_SOURCE DOCUMENT:_

****

On 11/09/2018 07:59 AM, Marcus Wagner wrote:
> Thanks Paddy,
>
> just something learned again ;)
>
>
> Best
> Marcus
>
> On 11/08/2018 05:07 PM, Paddy Doyle wrote:
>> Hi all,
>>
>> It looks like we can use the api to avoid having to manually parse
>> the '2='
>> value from the stats{tres_usage_in_max} value.
>>
>> I've submitted a bug report and patch:
>>
>> https://bugs.schedmd.com/show_bug.cgi?id=6004
>>
>> The minimal changes needed would be in the attched seff.patch.
>>
>> Hope that helps,
>>
>> Paddy
>>
>> On Thu, Nov 08, 2018 at 11:54:59AM +0100, Marcus Wagner wrote:
>>
>>> Hi Miguel,
>>>
>>>
>>> this is because SchedMD changed the stats field. There exists no more
>>> rss_max, cmp. line 225 of seff.

****

_ENTRIES PROVIDED:_
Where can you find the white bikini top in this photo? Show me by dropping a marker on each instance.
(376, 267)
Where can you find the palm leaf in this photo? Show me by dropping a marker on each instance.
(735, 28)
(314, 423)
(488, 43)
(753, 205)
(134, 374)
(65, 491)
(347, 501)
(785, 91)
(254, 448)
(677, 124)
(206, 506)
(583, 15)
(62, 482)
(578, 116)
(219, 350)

****

_WHAT YOU SHOULD DO:_
Pick up the email thread about seff and the missing rss_max field, and continue it from its last sentence.

_ANSWER FOR THE TASK:_
>>> You need to evaluate the field stats{tres_usage_in_max}, and there
>>> the value
>>> after '2=', but this is the memory value in bytes instead of kbytes,
>>> so this
>>> should be divided by 1024 additionally.
>>>
>>>
>>> Best
>>> Marcus
>>>
>>> On 11/08/2018 11:06 AM, Miguel A. Sánchez wrote:
>>>> Hi and thanks for all your answers and sorry for the delay in my
>>>> answer.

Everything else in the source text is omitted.